▶ Exercise description:
In this exercise, reproduce all the entries that follow exactly.

▶ Dataset rows:
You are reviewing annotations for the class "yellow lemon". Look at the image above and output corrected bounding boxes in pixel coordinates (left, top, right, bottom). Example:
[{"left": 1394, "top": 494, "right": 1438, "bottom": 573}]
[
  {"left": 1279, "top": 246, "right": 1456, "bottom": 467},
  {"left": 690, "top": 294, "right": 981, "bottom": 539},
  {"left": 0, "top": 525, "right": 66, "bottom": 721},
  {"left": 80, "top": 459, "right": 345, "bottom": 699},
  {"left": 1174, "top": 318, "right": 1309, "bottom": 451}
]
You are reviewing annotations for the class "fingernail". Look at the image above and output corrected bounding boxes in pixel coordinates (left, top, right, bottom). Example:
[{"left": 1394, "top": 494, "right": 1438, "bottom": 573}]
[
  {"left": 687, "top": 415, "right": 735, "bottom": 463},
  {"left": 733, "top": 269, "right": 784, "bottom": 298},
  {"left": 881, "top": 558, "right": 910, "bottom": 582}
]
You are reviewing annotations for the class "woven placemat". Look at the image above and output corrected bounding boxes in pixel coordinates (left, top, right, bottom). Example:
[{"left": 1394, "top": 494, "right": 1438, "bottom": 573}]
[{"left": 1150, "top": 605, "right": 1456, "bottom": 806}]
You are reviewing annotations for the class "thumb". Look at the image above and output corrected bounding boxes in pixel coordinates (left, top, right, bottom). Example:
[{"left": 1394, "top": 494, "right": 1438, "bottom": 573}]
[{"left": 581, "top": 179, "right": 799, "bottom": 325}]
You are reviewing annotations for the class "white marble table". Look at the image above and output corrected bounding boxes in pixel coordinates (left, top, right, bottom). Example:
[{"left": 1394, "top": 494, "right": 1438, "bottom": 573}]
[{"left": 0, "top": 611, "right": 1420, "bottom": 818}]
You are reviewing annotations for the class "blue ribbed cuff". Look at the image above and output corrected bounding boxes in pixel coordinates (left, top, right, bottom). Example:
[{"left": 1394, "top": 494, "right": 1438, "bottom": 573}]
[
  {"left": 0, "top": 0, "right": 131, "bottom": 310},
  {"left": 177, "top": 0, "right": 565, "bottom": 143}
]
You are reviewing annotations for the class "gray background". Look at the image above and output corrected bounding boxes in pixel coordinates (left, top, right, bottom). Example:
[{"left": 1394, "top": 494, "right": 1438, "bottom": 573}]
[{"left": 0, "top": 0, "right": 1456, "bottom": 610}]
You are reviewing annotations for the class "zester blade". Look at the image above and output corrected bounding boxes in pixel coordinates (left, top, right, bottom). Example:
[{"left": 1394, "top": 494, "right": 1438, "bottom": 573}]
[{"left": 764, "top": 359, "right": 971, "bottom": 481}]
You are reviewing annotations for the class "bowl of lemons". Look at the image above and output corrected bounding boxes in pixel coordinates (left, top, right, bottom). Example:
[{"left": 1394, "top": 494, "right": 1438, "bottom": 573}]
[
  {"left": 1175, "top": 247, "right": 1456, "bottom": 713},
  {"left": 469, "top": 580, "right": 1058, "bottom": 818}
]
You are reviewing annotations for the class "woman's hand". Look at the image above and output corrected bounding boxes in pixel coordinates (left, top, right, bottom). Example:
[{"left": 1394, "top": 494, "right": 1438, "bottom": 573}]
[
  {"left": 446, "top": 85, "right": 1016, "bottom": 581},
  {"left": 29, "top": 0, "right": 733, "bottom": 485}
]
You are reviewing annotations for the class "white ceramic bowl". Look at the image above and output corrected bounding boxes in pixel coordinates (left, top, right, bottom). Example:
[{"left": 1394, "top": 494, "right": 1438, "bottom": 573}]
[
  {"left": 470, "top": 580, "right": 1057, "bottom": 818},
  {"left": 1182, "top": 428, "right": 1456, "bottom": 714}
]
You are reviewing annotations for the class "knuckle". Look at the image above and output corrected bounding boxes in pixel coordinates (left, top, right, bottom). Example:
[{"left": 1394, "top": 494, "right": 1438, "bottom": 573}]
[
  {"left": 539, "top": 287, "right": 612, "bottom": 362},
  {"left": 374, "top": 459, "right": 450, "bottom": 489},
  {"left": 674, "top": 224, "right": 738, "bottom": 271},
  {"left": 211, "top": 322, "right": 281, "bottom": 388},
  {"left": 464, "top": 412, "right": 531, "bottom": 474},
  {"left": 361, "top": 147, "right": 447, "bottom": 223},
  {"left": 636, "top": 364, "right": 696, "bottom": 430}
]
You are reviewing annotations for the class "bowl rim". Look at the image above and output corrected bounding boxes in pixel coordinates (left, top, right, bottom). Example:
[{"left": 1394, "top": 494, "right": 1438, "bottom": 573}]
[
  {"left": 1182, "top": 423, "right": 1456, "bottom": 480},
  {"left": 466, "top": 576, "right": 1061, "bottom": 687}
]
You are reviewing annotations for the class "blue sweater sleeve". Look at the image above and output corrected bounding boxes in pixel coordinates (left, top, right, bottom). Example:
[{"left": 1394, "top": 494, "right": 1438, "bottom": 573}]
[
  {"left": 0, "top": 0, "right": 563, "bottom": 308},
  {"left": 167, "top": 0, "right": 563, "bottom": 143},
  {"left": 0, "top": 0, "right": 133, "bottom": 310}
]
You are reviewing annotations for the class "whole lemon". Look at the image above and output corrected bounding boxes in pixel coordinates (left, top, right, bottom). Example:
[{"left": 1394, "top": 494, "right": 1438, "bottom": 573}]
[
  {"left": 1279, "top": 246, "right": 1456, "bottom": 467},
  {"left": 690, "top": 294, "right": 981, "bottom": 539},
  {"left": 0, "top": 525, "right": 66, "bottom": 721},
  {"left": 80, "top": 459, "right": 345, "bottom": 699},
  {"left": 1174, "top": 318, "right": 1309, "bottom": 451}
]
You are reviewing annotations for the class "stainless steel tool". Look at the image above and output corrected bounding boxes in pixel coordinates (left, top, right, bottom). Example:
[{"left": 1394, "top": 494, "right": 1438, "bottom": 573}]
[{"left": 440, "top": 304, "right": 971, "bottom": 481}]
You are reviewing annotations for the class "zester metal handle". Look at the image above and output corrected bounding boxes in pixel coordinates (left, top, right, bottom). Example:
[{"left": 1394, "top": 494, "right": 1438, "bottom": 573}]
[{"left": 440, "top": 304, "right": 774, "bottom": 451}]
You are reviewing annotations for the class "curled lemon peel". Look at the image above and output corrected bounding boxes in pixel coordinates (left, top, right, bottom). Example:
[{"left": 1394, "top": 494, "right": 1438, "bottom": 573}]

▶ Exercise answer:
You are reviewing annotations for the class "yellow lemon". Look at the image above and output corrected bounding boxes in pixel coordinates (left, top, right, bottom). Example:
[{"left": 1394, "top": 494, "right": 1438, "bottom": 573}]
[
  {"left": 1279, "top": 246, "right": 1456, "bottom": 467},
  {"left": 690, "top": 294, "right": 981, "bottom": 539},
  {"left": 0, "top": 525, "right": 66, "bottom": 721},
  {"left": 80, "top": 459, "right": 345, "bottom": 699},
  {"left": 1174, "top": 318, "right": 1309, "bottom": 451}
]
You are reviewing annotations for the class "fingernail". Look at the image above and output corrected bounding boxes in pixel coordinates (left, top, right, bottom). Example:
[{"left": 1394, "top": 494, "right": 1438, "bottom": 573}]
[
  {"left": 687, "top": 415, "right": 735, "bottom": 463},
  {"left": 733, "top": 269, "right": 784, "bottom": 298},
  {"left": 881, "top": 558, "right": 910, "bottom": 582}
]
You are reviewing annotations for the class "woven placemat". Look at the image above and output corrected bounding boxes in pixel coordinates (left, top, right, bottom). Example:
[{"left": 1394, "top": 494, "right": 1438, "bottom": 573}]
[{"left": 1150, "top": 605, "right": 1456, "bottom": 806}]
You are reviewing annotations for the class "thumb". Look at the image above and output corrected bounding boxes in pixel coordinates (left, top, right, bottom). Example:
[{"left": 1394, "top": 494, "right": 1438, "bottom": 573}]
[{"left": 581, "top": 179, "right": 799, "bottom": 325}]
You are reviewing annotations for the class "white marble table". Look at the image above and output corrected bounding boxes in pixel coordinates (left, top, right, bottom). Example:
[{"left": 1394, "top": 494, "right": 1438, "bottom": 573}]
[{"left": 0, "top": 611, "right": 1420, "bottom": 818}]
You are reviewing annotations for the class "blue ribbed cuff". Look at the image above and output corrected bounding boxes in pixel coordinates (left, top, right, bottom). Example:
[{"left": 1394, "top": 494, "right": 1438, "bottom": 573}]
[
  {"left": 0, "top": 0, "right": 131, "bottom": 310},
  {"left": 177, "top": 0, "right": 565, "bottom": 143}
]
You are reviewing annotations for the class "gray background". Look at the image above and output corrected bounding boxes in pixel coordinates (left, top, right, bottom). Example:
[{"left": 1394, "top": 494, "right": 1438, "bottom": 573}]
[{"left": 0, "top": 0, "right": 1456, "bottom": 610}]
You are reviewing annotations for the class "zester blade". Look at the image above and output corrected bounding boxes in pixel coordinates (left, top, right, bottom). Example:
[{"left": 1394, "top": 494, "right": 1438, "bottom": 573}]
[{"left": 764, "top": 359, "right": 971, "bottom": 481}]
You are reviewing annotations for the class "bowl of lemons". Look at the image above and output corrected bounding boxes in pixel coordinates (left, top, right, bottom). Example:
[{"left": 1394, "top": 494, "right": 1438, "bottom": 573}]
[
  {"left": 1175, "top": 247, "right": 1456, "bottom": 713},
  {"left": 469, "top": 580, "right": 1058, "bottom": 818}
]
You are reviewing annotations for the class "woman's hand". Look at the image above and output corrected bounding boxes in pixel coordinates (left, top, right, bottom). Example:
[{"left": 1394, "top": 494, "right": 1438, "bottom": 573}]
[
  {"left": 446, "top": 85, "right": 1016, "bottom": 581},
  {"left": 29, "top": 0, "right": 733, "bottom": 485}
]
You are reviewing annotations for the class "white ceramic bowl". Look at the image above and output corrected bounding boxes in pixel coordinates (left, top, right, bottom). Example:
[{"left": 1394, "top": 494, "right": 1438, "bottom": 573}]
[
  {"left": 470, "top": 580, "right": 1057, "bottom": 818},
  {"left": 1182, "top": 428, "right": 1456, "bottom": 714}
]
You are reviewing annotations for the class "knuckle". Look at the image above and output corrected bounding boxes in pixel coordinates (left, top, right, bottom). Example:
[{"left": 1394, "top": 494, "right": 1438, "bottom": 573}]
[
  {"left": 539, "top": 287, "right": 612, "bottom": 362},
  {"left": 374, "top": 459, "right": 450, "bottom": 489},
  {"left": 674, "top": 224, "right": 738, "bottom": 271},
  {"left": 211, "top": 322, "right": 281, "bottom": 388},
  {"left": 464, "top": 412, "right": 531, "bottom": 474},
  {"left": 361, "top": 147, "right": 447, "bottom": 223},
  {"left": 636, "top": 364, "right": 696, "bottom": 430}
]
You are reviewing annotations for the class "bowl rim". Look at the image above and output corrected bounding boxes in pixel coordinates (left, top, right, bottom). Example:
[{"left": 1394, "top": 494, "right": 1438, "bottom": 573}]
[
  {"left": 1182, "top": 423, "right": 1456, "bottom": 480},
  {"left": 466, "top": 576, "right": 1061, "bottom": 687}
]
You are reviewing annotations for the class "blue sweater sleeve". Look at the image above and output corrected bounding boxes in pixel coordinates (left, top, right, bottom). Example:
[{"left": 1394, "top": 494, "right": 1438, "bottom": 573}]
[
  {"left": 0, "top": 0, "right": 563, "bottom": 308},
  {"left": 167, "top": 0, "right": 563, "bottom": 143},
  {"left": 0, "top": 0, "right": 133, "bottom": 310}
]
You are reviewing annotations for the class "whole lemon". Look at the image above and output corrected bounding boxes in pixel coordinates (left, top, right, bottom). Example:
[{"left": 1394, "top": 494, "right": 1438, "bottom": 573}]
[
  {"left": 1279, "top": 246, "right": 1456, "bottom": 467},
  {"left": 690, "top": 294, "right": 981, "bottom": 539},
  {"left": 0, "top": 525, "right": 66, "bottom": 721},
  {"left": 80, "top": 459, "right": 345, "bottom": 699},
  {"left": 1174, "top": 318, "right": 1309, "bottom": 451}
]
You are reviewing annotations for the class "stainless steel tool". Look at the image above and output corrected bounding boxes in pixel coordinates (left, top, right, bottom). Example:
[{"left": 1394, "top": 494, "right": 1438, "bottom": 573}]
[{"left": 440, "top": 304, "right": 971, "bottom": 481}]
You are reviewing annotations for the class "zester metal handle". Look at the image above and output corrected bounding boxes in pixel coordinates (left, top, right, bottom). Example:
[{"left": 1394, "top": 494, "right": 1438, "bottom": 573}]
[{"left": 440, "top": 304, "right": 774, "bottom": 451}]
You are reviewing annotations for the class "curled lemon peel". Look at the image above and output corrected bounding boxes in pixel coordinates (left, top, right, bottom). Example:
[{"left": 1394, "top": 494, "right": 1438, "bottom": 573}]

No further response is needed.